Document segment:
BEGIN

Fabian - "What a strange man.  A skilled storyteller though, and confident enough to not mind the subject matter.  Perhaps he can tell my story so that all might know and remember."

~Fabian is a bit of an odd duck to Lydia.  Strangely detached yet at the same time very pleasent and outgoing, he confuses her.  However, he tells a good story, which she enjoys.


Lydia's goals are fairly simple - gain enough power and respect from Wee Jas in order to be able to raise the dead.  To this end she tends to present herself as a mercenary for hire, attempting to join whatever group will cause the most death.  Money is a secondary, though reasonably important concern, as it is necessary for her necromantic rites.


----------



## John E Smoke (Feb 10, 2004)

Uh, everybody ok there?  There's wickedness to be done!


----------



## Ankh-Morpork Guard (Feb 10, 2004)

Everyone looks good...

I'll get the IC thread up tommorrow afternoon. Just a couple of things for me to work out and we'll be moving. This should be a very fun game!


----------



## NeuroZombie (Feb 10, 2004)

As the realative newbie to the ways of murder, denial and betrayal, I see Nyos soaking in as much knowledge from the rest of you as he possibly can in order to further his own goal of personal power.  I know megalomania is a cliche in fantasy and thats why I choose to make Nyos that way, in order to maybe figure out ways to make such a character interesting again.  Heck, some of the best comic book villains are megalomaniacs (Dr. Doom), but in fantasy they alwasy seem bland for some reason.

END

Provided information:
BEGIN

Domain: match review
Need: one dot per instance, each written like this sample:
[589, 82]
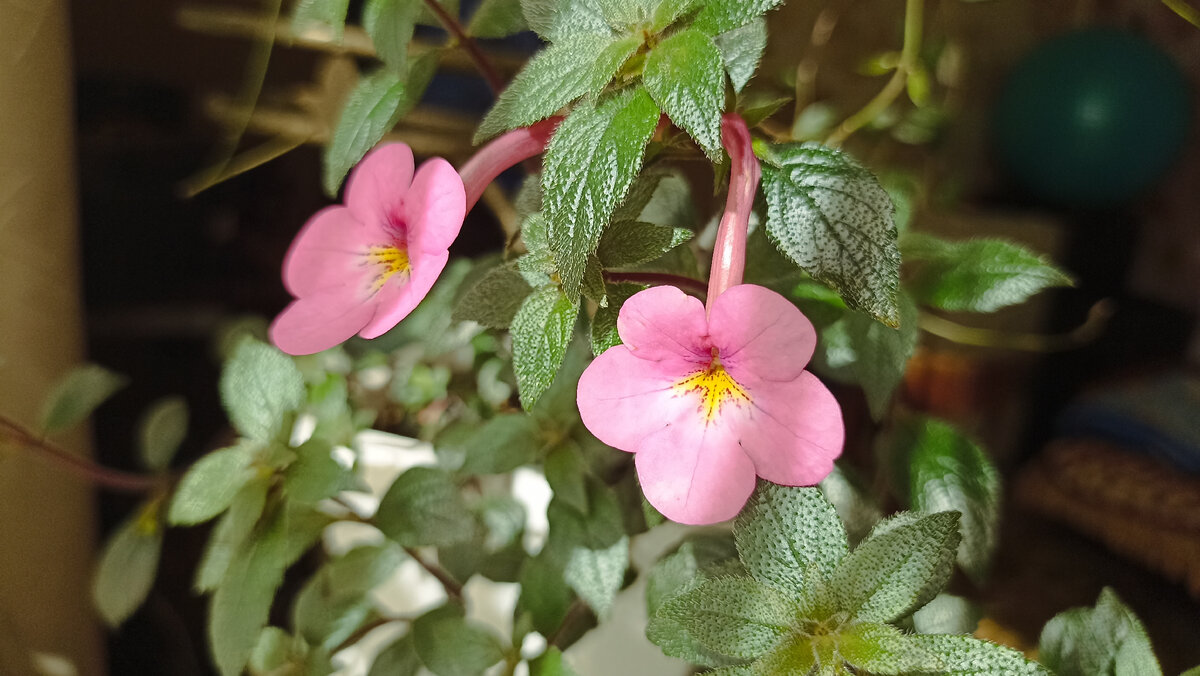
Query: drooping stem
[508, 150]
[910, 55]
[97, 474]
[730, 249]
[460, 35]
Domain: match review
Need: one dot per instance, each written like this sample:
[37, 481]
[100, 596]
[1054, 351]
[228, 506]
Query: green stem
[910, 55]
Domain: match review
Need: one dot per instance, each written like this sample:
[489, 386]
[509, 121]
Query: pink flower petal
[761, 334]
[664, 323]
[319, 322]
[378, 185]
[792, 430]
[695, 474]
[327, 255]
[435, 207]
[401, 294]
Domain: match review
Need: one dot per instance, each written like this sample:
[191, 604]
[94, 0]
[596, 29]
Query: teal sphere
[1092, 119]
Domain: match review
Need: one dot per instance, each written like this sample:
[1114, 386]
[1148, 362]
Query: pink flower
[364, 267]
[708, 402]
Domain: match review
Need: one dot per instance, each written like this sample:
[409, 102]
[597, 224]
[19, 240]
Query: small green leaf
[966, 656]
[742, 51]
[589, 166]
[723, 16]
[683, 73]
[373, 107]
[978, 275]
[541, 331]
[497, 18]
[259, 388]
[733, 616]
[127, 567]
[449, 645]
[831, 216]
[597, 575]
[502, 444]
[424, 507]
[211, 484]
[77, 395]
[161, 430]
[790, 538]
[949, 472]
[894, 573]
[561, 73]
[1108, 639]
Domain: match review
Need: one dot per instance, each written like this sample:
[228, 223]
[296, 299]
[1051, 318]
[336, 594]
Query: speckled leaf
[978, 275]
[556, 76]
[589, 165]
[723, 16]
[738, 617]
[967, 656]
[541, 331]
[892, 574]
[831, 216]
[742, 49]
[790, 538]
[1108, 639]
[683, 73]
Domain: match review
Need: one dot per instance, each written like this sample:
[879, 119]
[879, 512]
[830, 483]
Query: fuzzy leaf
[561, 73]
[978, 275]
[831, 216]
[894, 573]
[589, 166]
[790, 538]
[541, 330]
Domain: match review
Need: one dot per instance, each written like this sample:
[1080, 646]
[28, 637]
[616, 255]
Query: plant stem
[910, 54]
[481, 61]
[99, 474]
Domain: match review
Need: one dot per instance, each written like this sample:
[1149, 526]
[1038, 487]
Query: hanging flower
[708, 402]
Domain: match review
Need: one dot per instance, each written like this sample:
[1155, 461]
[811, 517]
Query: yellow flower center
[388, 261]
[715, 387]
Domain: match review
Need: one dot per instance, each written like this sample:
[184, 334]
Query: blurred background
[1095, 417]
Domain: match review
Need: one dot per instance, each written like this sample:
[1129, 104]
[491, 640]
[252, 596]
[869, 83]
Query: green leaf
[231, 532]
[723, 16]
[127, 567]
[497, 18]
[790, 538]
[77, 395]
[324, 13]
[589, 166]
[397, 659]
[259, 388]
[742, 51]
[683, 73]
[966, 656]
[733, 616]
[556, 76]
[597, 575]
[831, 216]
[1104, 640]
[949, 472]
[424, 507]
[373, 107]
[211, 484]
[894, 573]
[390, 25]
[241, 603]
[502, 444]
[449, 645]
[541, 331]
[161, 430]
[978, 275]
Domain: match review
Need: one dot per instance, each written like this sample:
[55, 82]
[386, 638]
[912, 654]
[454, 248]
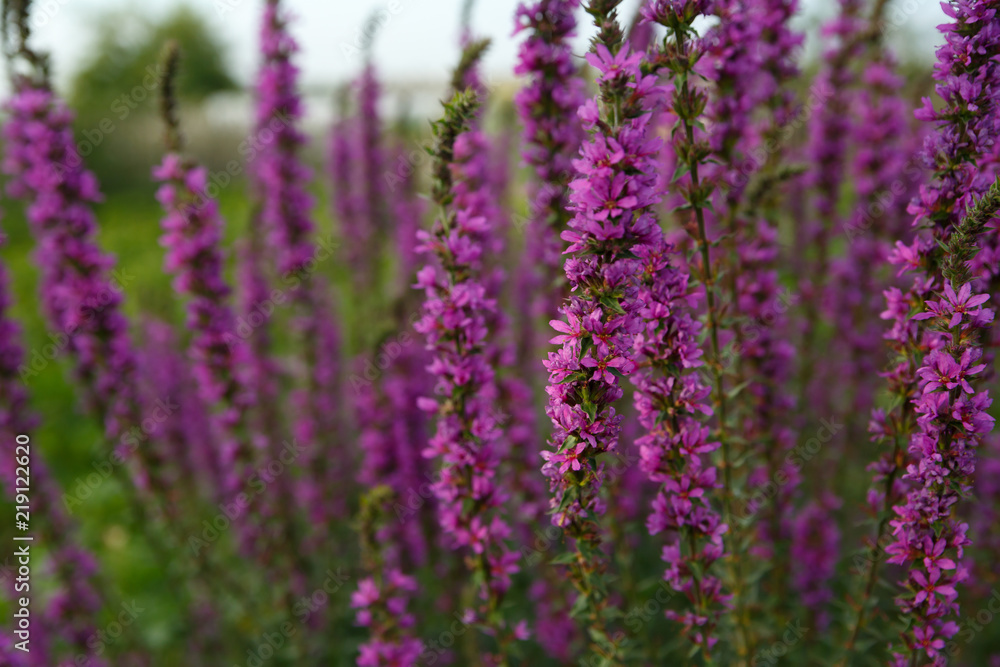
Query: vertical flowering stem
[611, 199]
[547, 106]
[286, 207]
[381, 598]
[80, 298]
[680, 57]
[675, 449]
[72, 611]
[454, 322]
[939, 421]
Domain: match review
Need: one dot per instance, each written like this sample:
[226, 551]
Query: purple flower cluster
[70, 612]
[468, 441]
[950, 414]
[547, 107]
[676, 447]
[610, 199]
[278, 170]
[951, 421]
[81, 299]
[969, 84]
[382, 609]
[192, 236]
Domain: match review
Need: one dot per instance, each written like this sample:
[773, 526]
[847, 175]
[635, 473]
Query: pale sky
[418, 39]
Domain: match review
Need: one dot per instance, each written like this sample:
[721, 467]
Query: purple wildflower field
[681, 353]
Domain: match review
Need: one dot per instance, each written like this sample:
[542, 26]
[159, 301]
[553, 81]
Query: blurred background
[104, 56]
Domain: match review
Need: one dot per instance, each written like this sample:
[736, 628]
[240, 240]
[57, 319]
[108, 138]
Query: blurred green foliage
[122, 59]
[115, 91]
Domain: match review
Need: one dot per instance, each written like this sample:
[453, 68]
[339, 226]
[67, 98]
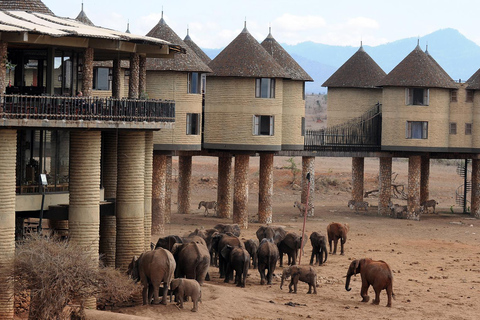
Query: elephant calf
[303, 273]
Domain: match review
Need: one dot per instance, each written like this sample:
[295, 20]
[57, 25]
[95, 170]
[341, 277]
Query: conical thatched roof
[360, 71]
[199, 52]
[245, 57]
[25, 5]
[284, 59]
[188, 62]
[418, 69]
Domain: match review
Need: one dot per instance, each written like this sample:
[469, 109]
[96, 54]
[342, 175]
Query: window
[453, 128]
[469, 96]
[468, 129]
[453, 95]
[416, 97]
[194, 83]
[264, 88]
[417, 130]
[193, 123]
[263, 125]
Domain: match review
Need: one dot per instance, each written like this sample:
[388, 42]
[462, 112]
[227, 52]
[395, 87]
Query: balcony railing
[86, 108]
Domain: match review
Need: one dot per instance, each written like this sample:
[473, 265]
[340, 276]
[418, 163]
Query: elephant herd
[184, 262]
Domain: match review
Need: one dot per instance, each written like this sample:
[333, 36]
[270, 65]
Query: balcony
[85, 112]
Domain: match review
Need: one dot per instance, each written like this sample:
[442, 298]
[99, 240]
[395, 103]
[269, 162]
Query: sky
[215, 23]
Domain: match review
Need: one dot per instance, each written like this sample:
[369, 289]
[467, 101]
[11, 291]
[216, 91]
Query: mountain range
[457, 55]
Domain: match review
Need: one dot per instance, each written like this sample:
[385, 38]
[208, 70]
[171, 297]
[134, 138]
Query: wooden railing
[86, 108]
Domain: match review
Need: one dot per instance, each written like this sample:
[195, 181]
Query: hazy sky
[215, 23]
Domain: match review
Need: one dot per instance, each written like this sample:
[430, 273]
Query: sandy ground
[435, 261]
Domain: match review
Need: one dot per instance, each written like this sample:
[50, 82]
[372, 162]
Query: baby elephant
[182, 288]
[303, 273]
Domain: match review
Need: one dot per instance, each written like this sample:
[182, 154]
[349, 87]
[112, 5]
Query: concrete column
[134, 76]
[116, 80]
[385, 186]
[265, 190]
[168, 191]
[475, 211]
[130, 197]
[142, 76]
[159, 191]
[308, 166]
[414, 165]
[357, 178]
[184, 176]
[87, 80]
[424, 178]
[240, 191]
[8, 153]
[224, 190]
[148, 187]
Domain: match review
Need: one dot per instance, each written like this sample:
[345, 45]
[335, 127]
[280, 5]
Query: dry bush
[58, 273]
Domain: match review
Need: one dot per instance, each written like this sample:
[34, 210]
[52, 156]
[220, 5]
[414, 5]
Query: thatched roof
[25, 5]
[188, 62]
[360, 71]
[418, 69]
[284, 59]
[199, 52]
[245, 57]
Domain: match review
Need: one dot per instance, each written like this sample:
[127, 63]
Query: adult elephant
[289, 245]
[319, 248]
[267, 260]
[219, 241]
[238, 260]
[151, 269]
[193, 260]
[374, 273]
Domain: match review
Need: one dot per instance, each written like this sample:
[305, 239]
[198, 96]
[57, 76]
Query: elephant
[374, 273]
[252, 246]
[219, 241]
[193, 261]
[337, 231]
[303, 273]
[267, 259]
[168, 242]
[182, 288]
[271, 232]
[238, 260]
[289, 245]
[319, 248]
[151, 269]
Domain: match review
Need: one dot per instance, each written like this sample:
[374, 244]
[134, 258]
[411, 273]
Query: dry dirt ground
[435, 261]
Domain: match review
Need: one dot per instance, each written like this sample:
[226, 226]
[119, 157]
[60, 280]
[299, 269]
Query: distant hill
[458, 56]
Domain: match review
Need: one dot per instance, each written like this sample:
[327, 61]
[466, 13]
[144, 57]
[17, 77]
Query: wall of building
[230, 106]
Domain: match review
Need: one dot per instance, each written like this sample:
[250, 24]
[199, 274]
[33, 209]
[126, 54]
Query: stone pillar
[475, 211]
[240, 191]
[425, 178]
[159, 191]
[357, 178]
[414, 165]
[224, 190]
[134, 76]
[168, 191]
[308, 166]
[148, 187]
[87, 80]
[142, 77]
[116, 79]
[184, 176]
[385, 186]
[130, 197]
[3, 68]
[8, 153]
[265, 190]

END

Set tasks:
A - Copy the forum thread, beginning at the words "## Ankh-Morpork Guard" and stopping after "NeuroZombie (Feb 10, 2004)", and rename "IC thread" to "in-character thread" throughout.
B - According to the forum thread, why does Lydia need money?

Exercise responses:
A -
## Ankh-Morpork Guard (Feb 10, 2004)

Everyone looks good...

I'll get the in-character thread up tommorrow afternoon. Just a couple of things for me to work out and we'll be moving. This should be a very fun game!


----------



## NeuroZombie (Feb 10, 2004)

B - She needs money for her necromantic rites.